*Requirement*
Provide the entries once more, identical in every word.
────
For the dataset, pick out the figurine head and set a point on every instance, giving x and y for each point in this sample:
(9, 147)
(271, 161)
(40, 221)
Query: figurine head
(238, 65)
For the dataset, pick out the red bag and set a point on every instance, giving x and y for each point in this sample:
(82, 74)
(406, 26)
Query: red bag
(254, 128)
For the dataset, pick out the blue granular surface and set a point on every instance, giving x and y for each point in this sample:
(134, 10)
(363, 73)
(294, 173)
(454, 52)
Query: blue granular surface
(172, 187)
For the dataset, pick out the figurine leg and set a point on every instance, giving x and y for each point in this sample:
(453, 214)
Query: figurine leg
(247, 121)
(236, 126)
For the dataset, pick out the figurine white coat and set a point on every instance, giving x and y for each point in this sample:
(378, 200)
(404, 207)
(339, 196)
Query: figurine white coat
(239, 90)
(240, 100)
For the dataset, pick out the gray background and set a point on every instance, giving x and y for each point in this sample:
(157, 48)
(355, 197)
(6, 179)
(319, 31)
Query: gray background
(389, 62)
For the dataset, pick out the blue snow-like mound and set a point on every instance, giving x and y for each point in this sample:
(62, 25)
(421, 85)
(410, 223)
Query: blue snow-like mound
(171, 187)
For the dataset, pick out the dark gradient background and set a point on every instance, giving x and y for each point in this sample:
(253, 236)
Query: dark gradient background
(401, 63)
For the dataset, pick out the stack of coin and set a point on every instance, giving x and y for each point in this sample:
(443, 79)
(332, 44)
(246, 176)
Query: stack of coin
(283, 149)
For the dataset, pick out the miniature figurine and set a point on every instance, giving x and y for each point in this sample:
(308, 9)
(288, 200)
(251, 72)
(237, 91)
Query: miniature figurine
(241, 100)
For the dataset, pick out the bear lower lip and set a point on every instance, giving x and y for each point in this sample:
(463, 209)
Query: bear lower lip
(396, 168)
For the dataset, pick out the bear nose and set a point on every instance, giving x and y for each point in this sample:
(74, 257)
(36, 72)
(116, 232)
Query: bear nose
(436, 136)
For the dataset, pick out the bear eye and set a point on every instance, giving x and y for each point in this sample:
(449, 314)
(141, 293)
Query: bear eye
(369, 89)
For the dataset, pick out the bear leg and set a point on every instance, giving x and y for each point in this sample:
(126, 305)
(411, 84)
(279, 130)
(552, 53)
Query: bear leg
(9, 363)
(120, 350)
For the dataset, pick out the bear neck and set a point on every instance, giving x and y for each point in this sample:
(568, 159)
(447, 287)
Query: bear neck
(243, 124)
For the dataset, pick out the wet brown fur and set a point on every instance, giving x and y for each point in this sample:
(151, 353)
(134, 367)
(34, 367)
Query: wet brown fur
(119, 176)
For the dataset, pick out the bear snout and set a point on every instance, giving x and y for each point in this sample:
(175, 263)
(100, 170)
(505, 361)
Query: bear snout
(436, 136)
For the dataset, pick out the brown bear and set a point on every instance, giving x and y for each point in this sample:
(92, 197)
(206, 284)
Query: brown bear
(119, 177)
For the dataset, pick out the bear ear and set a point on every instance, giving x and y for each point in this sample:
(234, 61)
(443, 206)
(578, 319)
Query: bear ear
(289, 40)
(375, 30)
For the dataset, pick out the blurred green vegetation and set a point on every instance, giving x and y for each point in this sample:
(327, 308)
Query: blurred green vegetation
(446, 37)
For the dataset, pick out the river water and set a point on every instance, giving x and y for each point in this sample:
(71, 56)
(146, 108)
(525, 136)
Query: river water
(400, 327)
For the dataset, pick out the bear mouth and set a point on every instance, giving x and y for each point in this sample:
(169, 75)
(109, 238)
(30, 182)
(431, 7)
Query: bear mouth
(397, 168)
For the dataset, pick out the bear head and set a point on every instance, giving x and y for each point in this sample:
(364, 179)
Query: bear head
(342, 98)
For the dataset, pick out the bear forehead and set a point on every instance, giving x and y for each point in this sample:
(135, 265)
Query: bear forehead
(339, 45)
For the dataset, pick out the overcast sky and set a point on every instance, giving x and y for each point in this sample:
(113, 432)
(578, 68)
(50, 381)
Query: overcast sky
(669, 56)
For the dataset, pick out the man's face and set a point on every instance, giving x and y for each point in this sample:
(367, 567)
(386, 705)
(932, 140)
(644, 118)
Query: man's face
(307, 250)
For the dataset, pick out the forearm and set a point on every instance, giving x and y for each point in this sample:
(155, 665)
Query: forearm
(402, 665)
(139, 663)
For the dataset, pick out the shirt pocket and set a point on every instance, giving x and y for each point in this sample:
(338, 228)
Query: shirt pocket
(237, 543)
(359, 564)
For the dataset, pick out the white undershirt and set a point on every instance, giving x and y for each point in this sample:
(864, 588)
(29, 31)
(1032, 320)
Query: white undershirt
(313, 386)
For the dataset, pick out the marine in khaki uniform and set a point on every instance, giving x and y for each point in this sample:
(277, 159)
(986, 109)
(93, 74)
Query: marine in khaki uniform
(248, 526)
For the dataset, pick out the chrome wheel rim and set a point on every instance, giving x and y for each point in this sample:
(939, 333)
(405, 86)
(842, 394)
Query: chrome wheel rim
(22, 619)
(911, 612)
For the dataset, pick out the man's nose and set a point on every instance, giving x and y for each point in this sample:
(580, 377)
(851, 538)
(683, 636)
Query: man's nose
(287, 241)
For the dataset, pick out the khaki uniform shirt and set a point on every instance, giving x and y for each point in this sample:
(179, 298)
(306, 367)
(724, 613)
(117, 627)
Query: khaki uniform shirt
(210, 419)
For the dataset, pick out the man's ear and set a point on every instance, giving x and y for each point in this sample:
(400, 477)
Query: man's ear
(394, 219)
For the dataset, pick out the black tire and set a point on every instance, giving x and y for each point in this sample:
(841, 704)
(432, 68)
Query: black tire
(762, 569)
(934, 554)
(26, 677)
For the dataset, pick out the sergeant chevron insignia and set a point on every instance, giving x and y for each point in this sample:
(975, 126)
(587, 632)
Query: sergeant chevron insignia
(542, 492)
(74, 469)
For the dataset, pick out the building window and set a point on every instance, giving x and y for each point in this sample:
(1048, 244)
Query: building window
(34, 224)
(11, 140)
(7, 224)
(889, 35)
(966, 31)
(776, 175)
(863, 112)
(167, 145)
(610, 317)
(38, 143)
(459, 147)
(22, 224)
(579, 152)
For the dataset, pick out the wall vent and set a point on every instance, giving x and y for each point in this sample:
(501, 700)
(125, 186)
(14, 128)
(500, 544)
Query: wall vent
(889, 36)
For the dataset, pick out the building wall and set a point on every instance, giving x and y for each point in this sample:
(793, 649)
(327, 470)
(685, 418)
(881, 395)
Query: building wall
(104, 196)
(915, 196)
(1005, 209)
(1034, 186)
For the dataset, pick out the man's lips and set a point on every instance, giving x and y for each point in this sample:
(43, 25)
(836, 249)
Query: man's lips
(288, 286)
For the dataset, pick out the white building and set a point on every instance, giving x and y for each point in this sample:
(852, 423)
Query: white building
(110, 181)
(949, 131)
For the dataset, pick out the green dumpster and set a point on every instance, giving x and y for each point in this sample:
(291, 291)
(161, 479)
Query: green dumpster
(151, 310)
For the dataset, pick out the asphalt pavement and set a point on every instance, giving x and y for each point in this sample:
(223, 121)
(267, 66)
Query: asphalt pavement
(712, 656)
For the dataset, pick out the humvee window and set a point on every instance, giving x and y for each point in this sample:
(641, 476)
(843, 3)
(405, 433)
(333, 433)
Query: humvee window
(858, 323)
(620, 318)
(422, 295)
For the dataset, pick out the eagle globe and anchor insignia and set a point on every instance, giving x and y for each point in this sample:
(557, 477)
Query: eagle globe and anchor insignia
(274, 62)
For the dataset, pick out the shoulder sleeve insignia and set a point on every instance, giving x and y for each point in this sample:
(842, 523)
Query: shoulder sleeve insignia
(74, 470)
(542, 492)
────
*Task result*
For the dataset, pick out the figurine head and set a point on every instance, giving x and y for each point in this sample:
(9, 147)
(271, 161)
(40, 221)
Query: figurine head
(238, 65)
For the dataset, pick out the red bag and set a point on every instance, giving x and y for each point in this sample:
(82, 74)
(406, 26)
Query: red bag
(254, 128)
For the dataset, pick out the blue granular surface and set a point on every instance, giving x and y for each point in this sample:
(134, 10)
(363, 73)
(294, 173)
(454, 52)
Query: blue granular surface
(172, 187)
For the dataset, pick out the figurine leg and set a point on every instance, giving x and y for each point in this sample:
(453, 214)
Query: figurine leg
(247, 121)
(236, 126)
For the dataset, pick out the figurine white coat and set a point on every instance, giving x and y for each point in this sample:
(378, 200)
(404, 207)
(339, 196)
Query: figurine white coat
(239, 90)
(240, 100)
For the dataset, pick out the gray background and set a point on every instance, giving x and y for each point in this sample:
(157, 48)
(355, 197)
(6, 179)
(319, 31)
Query: gray background
(389, 62)
For the dataset, pick out the blue snow-like mound and set a point on every instance, giving x and y for each point in this sample:
(62, 25)
(421, 85)
(410, 223)
Query: blue snow-like mound
(171, 187)
For the dataset, pick out the dark gradient background and set a point on every instance, giving x and y for each point in this sample:
(253, 236)
Query: dark gradient background
(401, 63)
For the dataset, pick out the stack of coin and set a point on every instance, giving x and y for each point in this sample:
(443, 79)
(332, 44)
(246, 176)
Query: stack of coin
(283, 149)
For the dataset, pick out the miniature figurine and set a point on every instance, giving x and y for each point in this sample:
(308, 9)
(288, 200)
(251, 72)
(237, 91)
Query: miniature figurine
(241, 100)
For the dataset, pick out the bear lower lip and set a point on every instance, giving x and y for each point in this sample:
(463, 209)
Query: bear lower lip
(396, 168)
For the dataset, pick out the bear nose and set a point on every instance, giving x and y for each point in this sample:
(74, 257)
(36, 72)
(116, 232)
Query: bear nose
(436, 136)
For the dataset, pick out the bear eye and set a point on every instance, giving x and y for each point in this sample:
(449, 314)
(141, 293)
Query: bear eye
(369, 89)
For the dataset, pick out the bear leg and set a point on every instance, giving x and y for each point in this sample:
(126, 305)
(411, 84)
(279, 130)
(552, 53)
Query: bear leg
(9, 363)
(120, 350)
For the dataset, pick out the bear neck and set a point on every instance, giving x and y for each point in this sample:
(568, 159)
(447, 287)
Query: bear neck
(243, 124)
For the dataset, pick out the wet brown fur and set a point on every instance, giving x and y for each point in this sample:
(151, 353)
(134, 367)
(34, 367)
Query: wet brown fur
(119, 176)
For the dataset, pick out the bear snout and set a point on every instance, giving x and y for each point in this sample:
(175, 263)
(100, 170)
(505, 361)
Query: bear snout
(436, 136)
For the dataset, pick out the brown bear and set a point on every instance, giving x and y for each point in this sample:
(92, 197)
(206, 284)
Query: brown bear
(119, 177)
For the dataset, pick out the bear ear and set a point on every instance, giving x and y for each point in this sample:
(234, 61)
(443, 206)
(578, 319)
Query: bear ear
(289, 40)
(375, 30)
For the dataset, pick out the blurred green vegetation and set a point on every instance, giving x and y for each point in this sample:
(327, 308)
Query: blurred green vegetation
(446, 37)
For the dataset, pick out the river water and set a point on every instance, giving x and y for each point in this sample:
(71, 56)
(146, 108)
(525, 136)
Query: river water
(400, 327)
For the dataset, pick out the bear mouth and set a point on every instance, giving x and y for each point in this sample:
(169, 75)
(109, 238)
(30, 182)
(431, 7)
Query: bear mouth
(397, 168)
For the dataset, pick out the bear head and set a point on every instance, giving x and y for each point in this sample:
(364, 179)
Query: bear head
(342, 98)
For the dataset, pick out the bear forehead and set a point on every instance, giving x and y for each point in this sample:
(135, 265)
Query: bear forehead
(339, 45)
For the dataset, pick out the overcast sky and set a point on every instance, giving x and y for each point in this sample:
(113, 432)
(578, 68)
(50, 381)
Query: overcast sky
(669, 56)
For the dataset, pick out the man's face and set a point on every instance, giving x and y for each point in this sample:
(367, 567)
(386, 705)
(932, 140)
(644, 118)
Query: man's face
(307, 250)
For the dataset, pick out the forearm and set a point on every instance, giving x and y for each point in this sample:
(155, 665)
Query: forearm
(402, 665)
(139, 663)
For the dataset, pick out the shirt pocket and set a point on every instance, giving x and y for each point in this sample:
(338, 228)
Query: shirt pocket
(237, 543)
(359, 564)
For the dataset, pick out the white undershirt and set a point on every instance, giving x and y for each point in this sample:
(864, 588)
(29, 31)
(1032, 320)
Query: white undershirt
(313, 386)
For the dataset, pick out the marine in khaki uniform and set a point on every instance, giving x and y for each point in this sample:
(277, 159)
(986, 109)
(93, 74)
Query: marine in khaki uniform
(248, 526)
For the dataset, pick out the chrome wheel rim and set a point on every instance, giving x and y for each point in this sample:
(939, 333)
(405, 86)
(842, 394)
Query: chrome wheel rim
(22, 619)
(911, 612)
For the dataset, pick out the man's nose and set a point on every instance, giving x and y for each point in this sample:
(580, 377)
(851, 538)
(683, 636)
Query: man's nose
(287, 241)
For the dataset, pick out the khaki uniform shirt and set a point on every instance, giving x and y for each point in this sample:
(179, 298)
(306, 367)
(724, 613)
(117, 627)
Query: khaki uniform shirt
(210, 419)
For the dataset, pick out the man's ear and set a point on every instance, giving x and y for each point in this sample:
(400, 477)
Query: man's ear
(394, 219)
For the dataset, pick out the black tire and set a point on every instance, giving x and y for each point in this sample:
(841, 704)
(432, 68)
Query: black tire
(762, 569)
(934, 554)
(26, 677)
For the dataset, pick out the sergeant chevron insignia and set a point on every instance, giving x and y for each point in this sample:
(975, 126)
(587, 632)
Query: sergeant chevron insignia
(542, 492)
(74, 469)
For the dataset, pick out the building window and set a point on every instance, giving x and y for each point in this sample:
(1048, 244)
Query: building window
(34, 224)
(11, 140)
(7, 224)
(889, 35)
(966, 31)
(776, 175)
(863, 112)
(167, 145)
(610, 317)
(38, 143)
(459, 147)
(22, 224)
(579, 152)
For the dataset, pick out the wall vent and set a point on every instance, giving x and y for each point in this sample:
(501, 700)
(125, 186)
(14, 128)
(500, 544)
Query: wall vent
(889, 36)
For the dataset, pick out the building wall and set a point on every instance, giving x and y for each point in this sample:
(793, 649)
(327, 470)
(685, 418)
(881, 395)
Query: building wall
(104, 196)
(915, 196)
(1005, 209)
(1034, 186)
For the dataset, pick out the man's lips and set a point on every instance, giving x and y for each point in this sample:
(43, 25)
(836, 249)
Query: man's lips
(288, 286)
For the dataset, pick out the white building and set a point on every instance, giving x and y for each point in this sample:
(852, 423)
Query: white building
(110, 181)
(949, 131)
For the dataset, pick out the green dumpster and set a point on every instance, giving x and y for each point in this sample:
(291, 291)
(161, 479)
Query: green dumpster
(151, 310)
For the dataset, pick out the asphalt pavement and set a point on every instance, giving x and y for each point in this sample:
(223, 121)
(267, 66)
Query: asphalt pavement
(712, 656)
For the dataset, pick out the humvee window and set a point on every instance, giving x and y for each point in this sample:
(641, 476)
(843, 3)
(405, 433)
(333, 433)
Query: humvee window
(858, 323)
(620, 318)
(422, 295)
For the dataset, pick out the eagle globe and anchor insignia and set a point on every instance, giving x and y for each point in this sample:
(557, 477)
Query: eagle globe and anchor insignia
(274, 62)
For the dataset, pick out the shoulder sleeve insignia and set a point on every instance, giving x and y for each point in this sample:
(842, 523)
Query: shoulder sleeve insignia
(74, 470)
(542, 492)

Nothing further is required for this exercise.